** Start of Data **

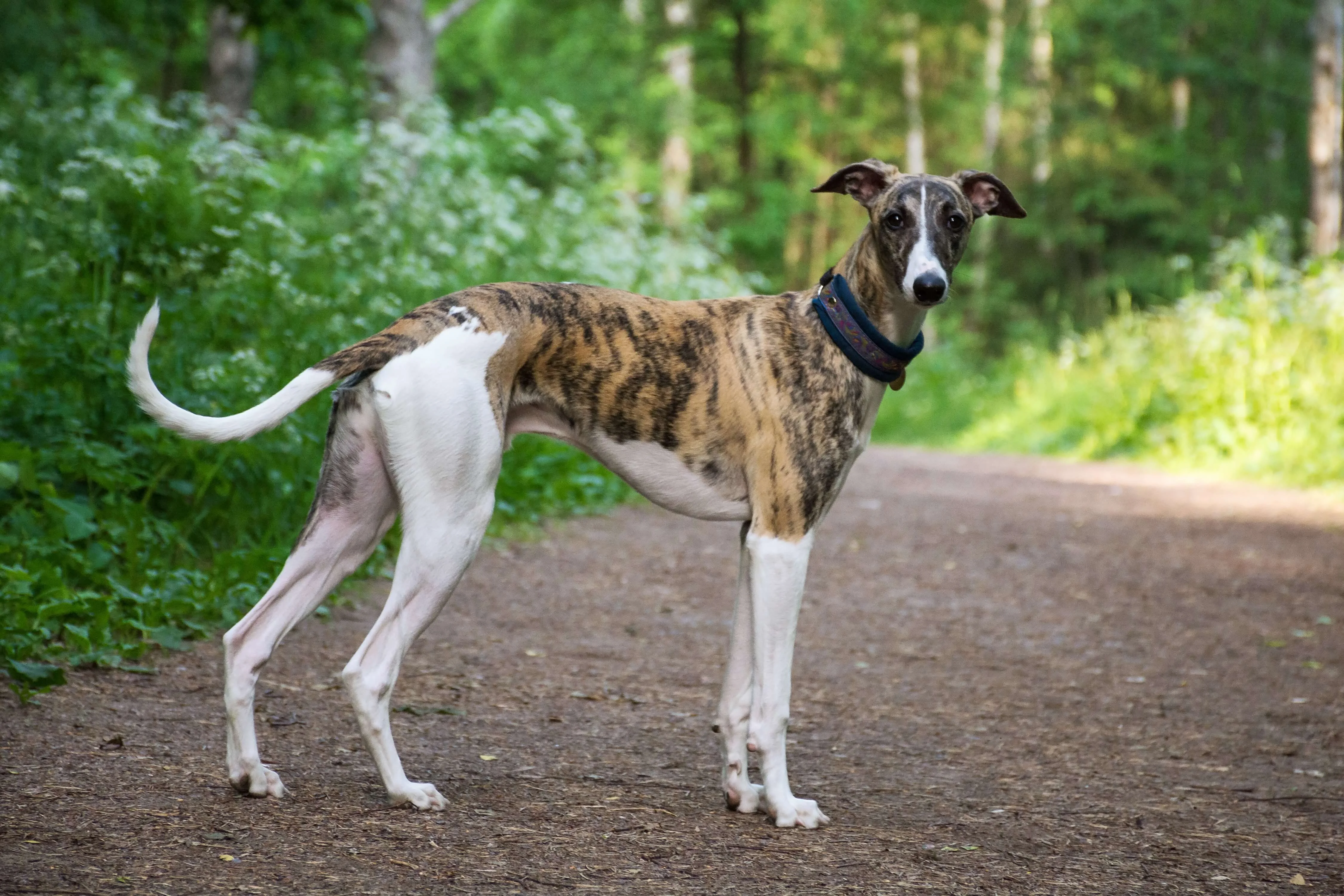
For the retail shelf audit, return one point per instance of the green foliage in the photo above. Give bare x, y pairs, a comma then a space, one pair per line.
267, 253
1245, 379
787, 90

** End of Data **
** Start of Data **

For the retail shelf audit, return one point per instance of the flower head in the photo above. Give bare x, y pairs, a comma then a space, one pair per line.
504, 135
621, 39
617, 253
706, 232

** End of Data **
** Start of Data **

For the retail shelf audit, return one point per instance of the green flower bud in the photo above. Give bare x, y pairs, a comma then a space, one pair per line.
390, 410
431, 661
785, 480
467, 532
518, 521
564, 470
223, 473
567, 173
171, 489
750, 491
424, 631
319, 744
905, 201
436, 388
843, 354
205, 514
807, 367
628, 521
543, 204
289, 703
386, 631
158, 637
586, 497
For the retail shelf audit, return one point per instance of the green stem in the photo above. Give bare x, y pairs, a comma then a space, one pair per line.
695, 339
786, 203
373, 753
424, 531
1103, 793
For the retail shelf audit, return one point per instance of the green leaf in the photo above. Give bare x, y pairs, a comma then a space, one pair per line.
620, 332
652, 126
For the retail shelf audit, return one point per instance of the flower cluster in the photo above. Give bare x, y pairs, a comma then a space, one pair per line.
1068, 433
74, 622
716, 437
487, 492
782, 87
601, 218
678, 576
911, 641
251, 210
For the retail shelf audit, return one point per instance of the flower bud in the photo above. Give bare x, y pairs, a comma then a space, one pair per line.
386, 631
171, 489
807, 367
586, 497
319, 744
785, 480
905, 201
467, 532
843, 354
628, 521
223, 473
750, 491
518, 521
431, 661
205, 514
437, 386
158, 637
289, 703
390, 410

** End of Data **

- **Problem details**:
Gather every line of the material above that contains the string "cluster", and copy each one in full.

- **Solution to this problem**:
For the retail shelf audit, return one point per instance of the flower cluster in the photo above. Give bare x, y pairs, a comma then a space, one pair per line.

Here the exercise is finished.